### Text provided
»»

Hidden Risks and Biases

What risk systems don’t see

RIKARD LUNDGREN AND LINUS NILSSON
Originally published in the March 2016 issue

Many investors, trading floor managers, fund of fund allocators and risk managers have at one time experienced unexpectedly large losses that were not predicted by their risk management systems. Some of these losses may have occurred in portfolios, which according to the risk reports only contained very little risk, perhaps they were predicted to be market neutral, well diversified and, until the large loss happened, had only generated very moderate return swings. Then, seemingly out of the blue, this safe portfolio generated large losses and for reasons that were not detected, nor predicted.

Risk systems are today one of the key technologies within financial firms. Risk management guides everything from market exposure to regulatory reporting. Therefore, it is important to know what a risk management system can capture, measure and predict and perhaps more importantly, what it does not capture.

The kernel of this article is to show some examples of risk exposures that can fly below the radar screen of risk systems.

As we will exemplify risk systems can be blind to, and therefore portfolios vulnerable to, risks that systems are not measuring and do not have the capacity to imagine.

What gets measured can be managed and while we may feel safer by improving our risk systems and risk management techniques, they did not stop bank failures in 2008, nor are they likely to prevent or predict the next large dislocation. It is therefore important to broaden our scope of risk awareness to what lies outside the risk management system’s reach.  

It is to be noted that some of the risks or biases we describe may be intended components of an investment strategy. Such a discussion about investment expectations and understanding between managers and investors lies outside the scope of this article.

««

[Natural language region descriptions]
»»

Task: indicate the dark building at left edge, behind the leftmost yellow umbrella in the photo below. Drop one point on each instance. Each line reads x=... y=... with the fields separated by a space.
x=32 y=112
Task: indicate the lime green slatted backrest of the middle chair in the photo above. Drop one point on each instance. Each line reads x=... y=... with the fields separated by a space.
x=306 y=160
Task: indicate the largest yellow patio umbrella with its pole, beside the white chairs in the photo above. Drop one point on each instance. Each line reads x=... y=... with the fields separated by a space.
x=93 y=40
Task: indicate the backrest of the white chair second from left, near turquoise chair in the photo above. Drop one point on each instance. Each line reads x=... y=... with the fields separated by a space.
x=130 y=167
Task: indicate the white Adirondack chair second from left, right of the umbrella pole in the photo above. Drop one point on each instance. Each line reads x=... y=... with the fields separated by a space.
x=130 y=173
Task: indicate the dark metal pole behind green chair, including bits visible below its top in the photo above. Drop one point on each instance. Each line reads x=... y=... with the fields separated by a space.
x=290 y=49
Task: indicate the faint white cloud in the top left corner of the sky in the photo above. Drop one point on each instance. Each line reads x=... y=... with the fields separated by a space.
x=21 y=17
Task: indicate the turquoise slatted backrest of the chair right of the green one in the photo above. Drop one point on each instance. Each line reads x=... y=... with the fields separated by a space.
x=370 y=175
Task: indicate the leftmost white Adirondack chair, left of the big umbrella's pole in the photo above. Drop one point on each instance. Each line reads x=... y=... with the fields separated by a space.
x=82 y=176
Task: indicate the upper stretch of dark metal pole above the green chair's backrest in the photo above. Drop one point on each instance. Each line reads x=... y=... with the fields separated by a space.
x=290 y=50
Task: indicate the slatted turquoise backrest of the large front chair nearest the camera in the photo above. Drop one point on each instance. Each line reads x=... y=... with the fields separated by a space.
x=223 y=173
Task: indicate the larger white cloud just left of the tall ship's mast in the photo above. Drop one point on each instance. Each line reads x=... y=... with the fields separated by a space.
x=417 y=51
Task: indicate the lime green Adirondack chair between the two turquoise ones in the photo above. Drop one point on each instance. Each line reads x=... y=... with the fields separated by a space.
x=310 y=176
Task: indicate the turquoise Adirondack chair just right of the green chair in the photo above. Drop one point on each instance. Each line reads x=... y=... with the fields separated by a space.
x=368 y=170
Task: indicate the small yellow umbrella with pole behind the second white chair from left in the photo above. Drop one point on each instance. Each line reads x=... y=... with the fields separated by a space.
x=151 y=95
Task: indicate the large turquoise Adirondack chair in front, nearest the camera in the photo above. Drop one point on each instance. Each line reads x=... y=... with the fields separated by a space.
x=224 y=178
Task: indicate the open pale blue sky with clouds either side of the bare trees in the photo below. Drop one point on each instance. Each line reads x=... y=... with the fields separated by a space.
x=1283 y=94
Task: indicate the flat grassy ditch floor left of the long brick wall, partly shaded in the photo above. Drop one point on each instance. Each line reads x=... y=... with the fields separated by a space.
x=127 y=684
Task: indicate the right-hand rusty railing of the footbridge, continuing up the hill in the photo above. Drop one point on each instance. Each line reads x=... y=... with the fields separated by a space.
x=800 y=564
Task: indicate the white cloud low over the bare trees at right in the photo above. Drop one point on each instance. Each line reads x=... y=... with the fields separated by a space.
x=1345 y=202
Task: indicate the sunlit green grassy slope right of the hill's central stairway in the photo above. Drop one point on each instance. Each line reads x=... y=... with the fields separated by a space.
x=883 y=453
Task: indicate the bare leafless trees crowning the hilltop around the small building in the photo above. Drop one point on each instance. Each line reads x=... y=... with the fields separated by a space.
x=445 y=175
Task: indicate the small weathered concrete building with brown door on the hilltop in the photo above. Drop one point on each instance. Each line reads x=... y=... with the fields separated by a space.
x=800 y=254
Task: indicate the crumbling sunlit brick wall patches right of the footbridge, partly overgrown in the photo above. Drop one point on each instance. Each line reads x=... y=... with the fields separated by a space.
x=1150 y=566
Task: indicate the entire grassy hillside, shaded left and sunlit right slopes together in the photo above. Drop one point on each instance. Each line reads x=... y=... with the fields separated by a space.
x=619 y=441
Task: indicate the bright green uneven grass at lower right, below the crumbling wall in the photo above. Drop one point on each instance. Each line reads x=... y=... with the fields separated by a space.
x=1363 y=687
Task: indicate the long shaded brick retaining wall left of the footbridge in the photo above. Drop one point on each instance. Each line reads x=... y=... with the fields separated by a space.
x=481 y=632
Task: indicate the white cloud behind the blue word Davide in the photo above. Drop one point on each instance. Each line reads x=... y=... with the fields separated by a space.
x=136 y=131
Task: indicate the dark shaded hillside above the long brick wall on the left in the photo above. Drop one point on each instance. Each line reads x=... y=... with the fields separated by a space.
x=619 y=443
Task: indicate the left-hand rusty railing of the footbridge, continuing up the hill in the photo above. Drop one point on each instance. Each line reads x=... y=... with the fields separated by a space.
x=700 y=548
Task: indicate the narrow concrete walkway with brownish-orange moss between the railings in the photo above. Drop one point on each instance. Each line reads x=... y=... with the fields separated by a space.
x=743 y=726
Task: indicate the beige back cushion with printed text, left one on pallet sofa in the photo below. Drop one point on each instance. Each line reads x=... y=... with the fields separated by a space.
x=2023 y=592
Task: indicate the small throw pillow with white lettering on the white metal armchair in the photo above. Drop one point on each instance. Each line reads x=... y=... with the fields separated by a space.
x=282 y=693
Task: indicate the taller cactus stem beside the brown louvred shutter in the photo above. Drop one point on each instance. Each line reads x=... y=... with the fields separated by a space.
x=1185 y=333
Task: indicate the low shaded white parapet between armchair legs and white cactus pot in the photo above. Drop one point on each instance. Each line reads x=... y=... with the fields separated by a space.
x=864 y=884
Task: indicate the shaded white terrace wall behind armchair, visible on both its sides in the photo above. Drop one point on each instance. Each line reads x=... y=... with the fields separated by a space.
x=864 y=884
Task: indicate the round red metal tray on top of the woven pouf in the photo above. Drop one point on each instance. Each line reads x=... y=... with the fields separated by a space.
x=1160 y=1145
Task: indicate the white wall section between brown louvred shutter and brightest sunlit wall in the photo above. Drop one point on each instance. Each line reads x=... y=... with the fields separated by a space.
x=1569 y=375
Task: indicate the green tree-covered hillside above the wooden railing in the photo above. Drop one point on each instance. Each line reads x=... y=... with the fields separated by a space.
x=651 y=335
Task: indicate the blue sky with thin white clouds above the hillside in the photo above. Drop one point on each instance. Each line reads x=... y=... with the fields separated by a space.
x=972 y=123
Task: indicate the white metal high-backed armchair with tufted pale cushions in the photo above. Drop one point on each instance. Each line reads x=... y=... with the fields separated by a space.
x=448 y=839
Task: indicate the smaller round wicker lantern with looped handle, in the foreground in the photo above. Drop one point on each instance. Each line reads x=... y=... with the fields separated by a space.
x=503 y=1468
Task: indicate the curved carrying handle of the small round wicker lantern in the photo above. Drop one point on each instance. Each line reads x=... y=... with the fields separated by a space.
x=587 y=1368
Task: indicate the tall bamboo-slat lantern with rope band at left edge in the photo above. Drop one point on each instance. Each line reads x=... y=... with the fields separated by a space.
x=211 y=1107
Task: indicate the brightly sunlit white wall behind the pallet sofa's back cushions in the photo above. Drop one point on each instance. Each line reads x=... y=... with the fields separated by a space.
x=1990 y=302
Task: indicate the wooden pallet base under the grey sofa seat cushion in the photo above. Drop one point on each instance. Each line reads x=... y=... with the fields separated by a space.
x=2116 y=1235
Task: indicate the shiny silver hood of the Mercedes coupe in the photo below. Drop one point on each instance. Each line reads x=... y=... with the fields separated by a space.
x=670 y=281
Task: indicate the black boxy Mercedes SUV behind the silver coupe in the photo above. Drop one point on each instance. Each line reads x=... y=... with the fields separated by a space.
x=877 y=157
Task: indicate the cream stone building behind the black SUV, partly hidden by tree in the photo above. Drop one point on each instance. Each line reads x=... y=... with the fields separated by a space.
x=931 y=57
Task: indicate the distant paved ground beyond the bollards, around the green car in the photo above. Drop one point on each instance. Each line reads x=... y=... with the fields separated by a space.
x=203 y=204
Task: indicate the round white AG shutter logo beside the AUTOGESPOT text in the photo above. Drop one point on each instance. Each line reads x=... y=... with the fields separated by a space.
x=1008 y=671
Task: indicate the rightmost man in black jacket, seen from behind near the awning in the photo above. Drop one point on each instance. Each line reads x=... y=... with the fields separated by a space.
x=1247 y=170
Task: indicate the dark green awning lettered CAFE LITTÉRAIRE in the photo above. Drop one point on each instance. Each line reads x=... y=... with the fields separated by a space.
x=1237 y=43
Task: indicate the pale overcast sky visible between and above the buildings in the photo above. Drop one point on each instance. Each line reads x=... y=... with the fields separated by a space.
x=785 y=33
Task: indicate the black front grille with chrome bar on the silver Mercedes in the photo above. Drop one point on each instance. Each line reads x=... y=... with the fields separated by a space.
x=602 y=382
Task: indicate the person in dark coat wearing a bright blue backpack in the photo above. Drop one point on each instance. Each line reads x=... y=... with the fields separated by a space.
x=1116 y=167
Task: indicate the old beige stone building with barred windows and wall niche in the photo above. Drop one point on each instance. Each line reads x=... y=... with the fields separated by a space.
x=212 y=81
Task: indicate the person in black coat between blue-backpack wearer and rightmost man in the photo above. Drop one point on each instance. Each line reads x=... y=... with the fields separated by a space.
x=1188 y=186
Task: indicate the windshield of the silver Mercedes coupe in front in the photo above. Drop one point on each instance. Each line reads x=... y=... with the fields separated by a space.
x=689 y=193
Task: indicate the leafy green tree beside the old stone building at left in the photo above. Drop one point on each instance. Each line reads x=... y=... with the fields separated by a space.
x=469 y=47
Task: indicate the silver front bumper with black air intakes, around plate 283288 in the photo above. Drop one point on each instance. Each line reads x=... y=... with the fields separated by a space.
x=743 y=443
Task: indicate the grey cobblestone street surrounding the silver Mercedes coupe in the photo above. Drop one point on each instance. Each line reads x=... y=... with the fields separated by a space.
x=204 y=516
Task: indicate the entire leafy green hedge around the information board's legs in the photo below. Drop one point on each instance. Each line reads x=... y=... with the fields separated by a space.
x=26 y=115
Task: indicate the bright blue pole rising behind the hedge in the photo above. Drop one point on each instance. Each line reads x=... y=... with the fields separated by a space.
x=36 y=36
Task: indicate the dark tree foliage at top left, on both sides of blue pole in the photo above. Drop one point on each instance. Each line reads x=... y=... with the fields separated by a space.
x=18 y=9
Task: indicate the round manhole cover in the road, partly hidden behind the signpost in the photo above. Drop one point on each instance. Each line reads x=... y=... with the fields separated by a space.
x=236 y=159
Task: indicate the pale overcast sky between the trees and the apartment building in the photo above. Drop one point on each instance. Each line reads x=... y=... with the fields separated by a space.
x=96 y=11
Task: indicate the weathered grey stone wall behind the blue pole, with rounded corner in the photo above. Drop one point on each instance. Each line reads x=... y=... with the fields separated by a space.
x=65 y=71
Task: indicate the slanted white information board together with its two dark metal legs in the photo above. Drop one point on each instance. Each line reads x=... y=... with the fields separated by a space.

««

### Activity list
**a.** In the article on hidden risks in risk systems, what range of things does risk management guide?
**b.** Return the part of the risk systems article starting with "Risk systems are" and going on through "of risk systems.".

### Answers by item
**a.** Everything from market exposure to regulatory reporting.

**b.**
Risk systems are today one of the key technologies within financial firms. Risk management guides everything from market exposure to regulatory reporting. Therefore, it is important to know what a risk management system can capture, measure and predict and perhaps more importantly, what it does not capture.

The kernel of this article is to show some examples of risk exposures that can fly below the radar screen of risk systems.